Return the full listing, so that each line matches the original exactly.

□ □ □ □ □ □ □

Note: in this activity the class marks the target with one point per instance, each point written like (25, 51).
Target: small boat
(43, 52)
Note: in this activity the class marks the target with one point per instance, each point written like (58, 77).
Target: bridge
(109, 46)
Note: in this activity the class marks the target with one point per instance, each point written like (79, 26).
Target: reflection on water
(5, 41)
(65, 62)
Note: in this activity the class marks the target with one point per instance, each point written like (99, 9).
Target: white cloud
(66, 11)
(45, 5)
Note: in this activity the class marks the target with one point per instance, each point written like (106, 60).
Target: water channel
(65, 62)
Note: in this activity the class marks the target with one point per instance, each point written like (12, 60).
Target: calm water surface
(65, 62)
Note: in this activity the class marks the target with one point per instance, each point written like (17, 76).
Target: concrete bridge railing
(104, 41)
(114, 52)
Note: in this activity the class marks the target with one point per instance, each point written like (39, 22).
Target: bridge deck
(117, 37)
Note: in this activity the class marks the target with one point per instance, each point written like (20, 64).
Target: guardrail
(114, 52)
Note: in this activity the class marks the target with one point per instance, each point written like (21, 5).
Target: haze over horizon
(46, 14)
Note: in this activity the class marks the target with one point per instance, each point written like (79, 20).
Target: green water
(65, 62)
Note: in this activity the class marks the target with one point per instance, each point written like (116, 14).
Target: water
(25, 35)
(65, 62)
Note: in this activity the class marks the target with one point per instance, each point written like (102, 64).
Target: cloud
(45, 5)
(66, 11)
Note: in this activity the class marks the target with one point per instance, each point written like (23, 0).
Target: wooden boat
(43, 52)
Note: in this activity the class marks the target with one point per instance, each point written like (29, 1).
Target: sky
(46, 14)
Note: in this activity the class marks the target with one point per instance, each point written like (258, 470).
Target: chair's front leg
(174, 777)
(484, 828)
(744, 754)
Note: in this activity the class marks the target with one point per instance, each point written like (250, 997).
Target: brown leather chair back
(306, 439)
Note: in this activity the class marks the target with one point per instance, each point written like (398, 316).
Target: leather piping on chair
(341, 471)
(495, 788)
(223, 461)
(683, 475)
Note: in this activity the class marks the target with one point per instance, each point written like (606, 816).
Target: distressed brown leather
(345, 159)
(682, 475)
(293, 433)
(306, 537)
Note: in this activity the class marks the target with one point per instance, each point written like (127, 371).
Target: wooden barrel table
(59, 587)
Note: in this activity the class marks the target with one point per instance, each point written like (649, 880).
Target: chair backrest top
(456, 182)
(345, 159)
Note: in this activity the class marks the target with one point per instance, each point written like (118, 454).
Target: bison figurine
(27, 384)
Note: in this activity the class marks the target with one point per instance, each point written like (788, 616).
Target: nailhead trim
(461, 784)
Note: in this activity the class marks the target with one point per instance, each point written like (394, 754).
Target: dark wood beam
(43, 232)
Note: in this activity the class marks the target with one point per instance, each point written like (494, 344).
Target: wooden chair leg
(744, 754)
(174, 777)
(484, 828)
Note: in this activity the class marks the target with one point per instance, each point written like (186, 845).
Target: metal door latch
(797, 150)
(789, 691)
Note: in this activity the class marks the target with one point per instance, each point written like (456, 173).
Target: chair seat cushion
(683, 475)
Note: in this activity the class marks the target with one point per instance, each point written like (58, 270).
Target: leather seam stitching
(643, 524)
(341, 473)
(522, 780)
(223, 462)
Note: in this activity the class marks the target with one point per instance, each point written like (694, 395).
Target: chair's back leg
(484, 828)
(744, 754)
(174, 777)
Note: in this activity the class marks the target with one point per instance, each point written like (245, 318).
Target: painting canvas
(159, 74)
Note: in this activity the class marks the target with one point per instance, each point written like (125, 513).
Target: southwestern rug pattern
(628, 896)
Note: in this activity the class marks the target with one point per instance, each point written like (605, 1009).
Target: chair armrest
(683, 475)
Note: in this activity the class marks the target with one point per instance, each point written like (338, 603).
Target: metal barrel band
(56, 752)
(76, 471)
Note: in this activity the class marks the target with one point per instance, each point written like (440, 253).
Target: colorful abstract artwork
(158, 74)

□ □ □ □ □ □ □

_OUTPUT:_
Note: in this activity the class marks the target with one point per instance, each point written like (25, 51).
Target: small boat
(43, 52)
Note: in this activity the class marks the target with one point per instance, each point written like (58, 77).
Target: bridge
(109, 46)
Note: in this activity the class marks the target with one point per instance, each point written like (79, 26).
Target: reflection on water
(5, 41)
(65, 62)
Note: in this activity the class marks the target with one point per instance, each point written like (99, 9).
Target: white cloud
(66, 11)
(45, 5)
Note: in this activity the class marks the target with one point per instance, each point written like (106, 60).
Target: water channel
(65, 62)
Note: in this activity the class marks the target with one point per instance, each point written like (12, 60).
Target: calm water surface
(65, 62)
Note: in this activity the class marks the target with one point per instance, each point written like (17, 76).
Target: concrete bridge railing
(104, 41)
(114, 52)
Note: in this activity the class marks the target with one point per instance, each point written like (39, 22).
Target: bridge deck
(117, 37)
Note: in this activity the class marks the target with one point per instance, each point written like (20, 64).
Target: guardrail
(114, 52)
Note: in this activity the class marks the target with one point per instance, each point written like (21, 5).
Target: haze over horizon
(46, 14)
Note: in this activity the class marks the target with one point per instance, each point written like (79, 20).
Target: green water
(65, 62)
Note: in this activity the class marks the target with one point per instance, each point written like (116, 14).
Target: water
(25, 35)
(65, 62)
Note: in this activity the class marks the target with one point per instance, each point written like (102, 64).
Target: cloud
(45, 5)
(66, 11)
Note: in this activity the class marks the target with one point per instance, each point written like (23, 0).
Target: wooden boat
(43, 52)
Note: in this activity the class marks the target with one point per instance, each point written like (29, 1).
Target: sky
(46, 14)
Note: in this activity the class marks the target with one point per instance, each point written like (258, 470).
Target: chair's front leg
(174, 777)
(484, 828)
(744, 754)
Note: in this activity the class marks the target with one point per instance, each point written like (250, 997).
Target: brown leather chair back
(306, 439)
Note: in this activity the class marks the target with one point per instance, each point written like (398, 316).
Target: leather piping on chair
(341, 471)
(495, 788)
(223, 461)
(683, 475)
Note: in this activity the class marks the target with one point per instance, each point written like (606, 816).
Target: distressed brown leather
(345, 159)
(682, 475)
(293, 433)
(306, 537)
Note: in this activity the class marks the target with one point per instance, each point written like (127, 371).
Target: wooden barrel table
(59, 587)
Note: in this activity the class marks the target with one point per instance, each point written like (649, 880).
Target: chair backrest top
(456, 182)
(345, 159)
Note: in this activity the class marks the target with one point per instance, each point written like (118, 454).
Target: bison figurine
(27, 384)
Note: in this activity the class marks the target with one point per instance, each point written like (788, 616).
Target: nailhead trim
(461, 784)
Note: in this activity the class marks the target with one point per instance, each point written like (394, 754).
Target: dark wood beam
(43, 232)
Note: in this activity the class marks the target with one point per instance, each point written like (494, 344).
Target: wooden chair leg
(744, 754)
(174, 777)
(484, 828)
Note: in this activity the class marks the target with one point per instance, each point written like (186, 845).
Target: metal door latch
(797, 150)
(789, 691)
Note: in this activity the class marks the target with one point per instance, each point written like (456, 173).
Target: chair seat cushion
(683, 475)
Note: in this activity the class marks the target with one point per instance, each point written like (58, 270).
Target: leather seam stitching
(643, 524)
(341, 473)
(522, 780)
(223, 462)
Note: in this activity the class marks the target with one point per instance, each point written like (694, 395).
Target: chair's back leg
(484, 828)
(744, 754)
(174, 777)
Note: in this activity the class marks the target with one point per instance, each point written like (245, 318).
Target: painting canvas
(159, 74)
Note: in this activity the class marks the target with one point per instance, each point written like (125, 513).
Target: southwestern rug pattern
(628, 896)
Note: in this activity the class marks the target with one point per instance, each point written like (605, 1009).
Target: chair armrest
(683, 475)
Note: in this activity the class marks the target with one point per instance, each point written like (338, 603).
Target: metal barrel band
(56, 752)
(76, 471)
Note: in this activity the class marks the target with one point per instance, each point written like (440, 253).
Target: colorful abstract artwork
(158, 74)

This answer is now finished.